#### SELECTED EXTRACT:
***
# Procedural random/different colors based on normal direction

## What I have.

A simple subdivided Cube with circular holes in it - every side, six of 'em. Holes have they own material, and each of the hole has different color. Holes are completely flat.

I have managed to color them dumb way (in other words - my way) by separating XYZ and assigning pairs of colors to opposite sides. Not to shabby. It's working after all and working well, I reckon. But... Only for this particular example.

## What I want.

I would want to achieve the same result (similar, but this I'll explain later), with one Color Ramp and math-node-vector-fu so the color would be assigned based on Normal direction. Randomly or not, it's not so important, as far as every hole/face group would have different color - providing same number of colors in ramp as there are holes.

And a little catch.

It would be nice if it will be possible to use it on more face groups and with different angles.

## What I've tried.

To be honest. Many things. I've tried to use Normal Coordinates mixed and added and crossed with other ones. I've tried to use multiple setups from different sources regarding "different color for faces". I've multiplied the hell out of it. Nothing worked. The best try was to have 3x3 different colors (3x reds, 3x blues).

Disclaimer: I would rather avoid Python scripting, Vertex Painting, UV Unwrapping, Texture Painting, assigning materials by hand for each face group and 3rd party add-ons. This whole question is about understanding Cycles more and pushing it to limits.

Master build or 2.8 branch answers are welcome.

## Edit.

Result from Ed Tate answer:

## 2 Answers

Technique #1

A psuedo-random color can be assigned to a range of normals (needed if there are small variations in face normals) and stay with the object as it rotates. The normal vector for the object faces is transformed to local coordinated, then rounded, then passed through a noise texture, and finally a color ramp.

For the sample model in the question, the geometry for the lights was separated from the original mesh and simplified so the faces for the light were approximately flat. To illustrate how the colors are assigned based on normals, a sphere with random colors is shown along with the disco ball.

Solution (tested on 2.79)

• Create a shader for the random face colors. The input will be the geometry node followed by the vector transform node. The vector transform node allows the object to be rotated without the normal changing (See Cycles normal input relative to object's rotation ).

• Add logic to the shader to quantize the normal values for x,y, and z. The values for x,y, and z are rounded so they have a fixed number of values. The input at the bottom controls how many different levels of normal values are considered. This keeps faces that are almost flat a single color.

• Changing this value changes the number of normal ranges that will result in a unique color.
• For a value of 2
• For a value of 10
• For a value of 100

• Finally, the quantized normal is input into a noise texture, then through a color ramp and to an emissions shader.

• Putting it all together, the complete shader is shown below.

• The geometry as shown in the question needed one change for this to work as expected. The lights mesh needed to have flat areas for the colors. The way the geometry was created, results in curvature around the edges of the lights which results in small areas with different normals. Applying this shader as-is to those areas, resulted in unwanted artifacts.
***
Reproduce the thread on normal-based face colors beginning at the words "Disclaimer: I would" and stopping after "answers are welcome.", switching "Vertex Painting" to "Weight Painting". The records below come from a different source than this thread.
***
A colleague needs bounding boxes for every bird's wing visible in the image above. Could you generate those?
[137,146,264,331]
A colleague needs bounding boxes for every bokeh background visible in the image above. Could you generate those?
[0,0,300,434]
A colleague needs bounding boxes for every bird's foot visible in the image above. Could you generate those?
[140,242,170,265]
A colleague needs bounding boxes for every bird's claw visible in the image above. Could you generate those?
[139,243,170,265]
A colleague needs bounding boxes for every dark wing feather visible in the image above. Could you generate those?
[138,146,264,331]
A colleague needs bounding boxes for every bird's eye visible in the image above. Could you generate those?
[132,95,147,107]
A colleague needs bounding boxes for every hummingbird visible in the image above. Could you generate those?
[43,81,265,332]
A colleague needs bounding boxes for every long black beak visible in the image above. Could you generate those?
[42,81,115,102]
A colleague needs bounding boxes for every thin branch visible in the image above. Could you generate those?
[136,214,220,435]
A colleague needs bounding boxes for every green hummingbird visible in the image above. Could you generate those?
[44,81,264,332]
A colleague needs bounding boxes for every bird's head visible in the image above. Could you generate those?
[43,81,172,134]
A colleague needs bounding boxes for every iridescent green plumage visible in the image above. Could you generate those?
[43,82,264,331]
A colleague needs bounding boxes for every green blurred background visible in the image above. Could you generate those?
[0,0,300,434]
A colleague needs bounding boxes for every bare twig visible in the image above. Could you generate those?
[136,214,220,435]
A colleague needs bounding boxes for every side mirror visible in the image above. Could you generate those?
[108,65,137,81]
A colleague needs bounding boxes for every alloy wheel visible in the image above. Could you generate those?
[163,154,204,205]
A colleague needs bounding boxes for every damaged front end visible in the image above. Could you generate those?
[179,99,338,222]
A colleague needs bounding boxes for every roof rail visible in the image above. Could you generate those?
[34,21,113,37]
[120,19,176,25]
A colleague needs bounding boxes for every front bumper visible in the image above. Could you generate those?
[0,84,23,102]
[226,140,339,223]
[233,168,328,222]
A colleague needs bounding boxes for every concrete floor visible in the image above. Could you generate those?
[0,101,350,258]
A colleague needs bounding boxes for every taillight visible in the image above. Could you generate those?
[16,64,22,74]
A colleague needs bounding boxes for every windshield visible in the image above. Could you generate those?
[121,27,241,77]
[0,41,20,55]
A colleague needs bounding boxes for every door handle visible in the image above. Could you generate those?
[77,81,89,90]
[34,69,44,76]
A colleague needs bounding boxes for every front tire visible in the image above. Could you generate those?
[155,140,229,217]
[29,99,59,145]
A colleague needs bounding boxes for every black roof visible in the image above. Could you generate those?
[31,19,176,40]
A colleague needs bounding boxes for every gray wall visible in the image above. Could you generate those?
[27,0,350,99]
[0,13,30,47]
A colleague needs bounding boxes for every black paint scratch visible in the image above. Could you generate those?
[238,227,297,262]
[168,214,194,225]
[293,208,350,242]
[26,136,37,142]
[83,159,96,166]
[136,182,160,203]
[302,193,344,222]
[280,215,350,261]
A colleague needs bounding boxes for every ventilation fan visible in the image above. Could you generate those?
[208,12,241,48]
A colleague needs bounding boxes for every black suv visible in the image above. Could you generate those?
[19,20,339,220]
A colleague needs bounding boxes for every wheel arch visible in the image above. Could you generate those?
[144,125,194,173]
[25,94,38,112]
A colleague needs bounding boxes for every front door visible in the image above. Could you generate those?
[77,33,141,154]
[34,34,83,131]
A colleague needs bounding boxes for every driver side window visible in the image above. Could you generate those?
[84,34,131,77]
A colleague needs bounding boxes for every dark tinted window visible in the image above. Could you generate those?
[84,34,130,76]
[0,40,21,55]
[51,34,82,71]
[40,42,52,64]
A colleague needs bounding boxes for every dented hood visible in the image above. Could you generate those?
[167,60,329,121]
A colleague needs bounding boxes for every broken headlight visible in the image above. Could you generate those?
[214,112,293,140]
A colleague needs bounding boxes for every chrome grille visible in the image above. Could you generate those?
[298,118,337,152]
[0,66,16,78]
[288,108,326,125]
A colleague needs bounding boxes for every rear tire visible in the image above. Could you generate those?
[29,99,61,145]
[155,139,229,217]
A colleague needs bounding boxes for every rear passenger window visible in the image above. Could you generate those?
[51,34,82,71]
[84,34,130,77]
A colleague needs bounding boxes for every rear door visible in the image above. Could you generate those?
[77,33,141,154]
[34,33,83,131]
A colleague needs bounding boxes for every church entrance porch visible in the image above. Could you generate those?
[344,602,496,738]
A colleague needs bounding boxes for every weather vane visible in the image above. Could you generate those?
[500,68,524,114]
***
#### SOLVED PROBLEM:
Disclaimer: I would rather avoid Python scripting, Weight Painting, UV Unwrapping, Texture Painting, assigning materials by hand for each face group and 3rd party add-ons. This whole question is about understanding Cycles more and pushing it to limits.

Master build or 2.8 branch answers are welcome.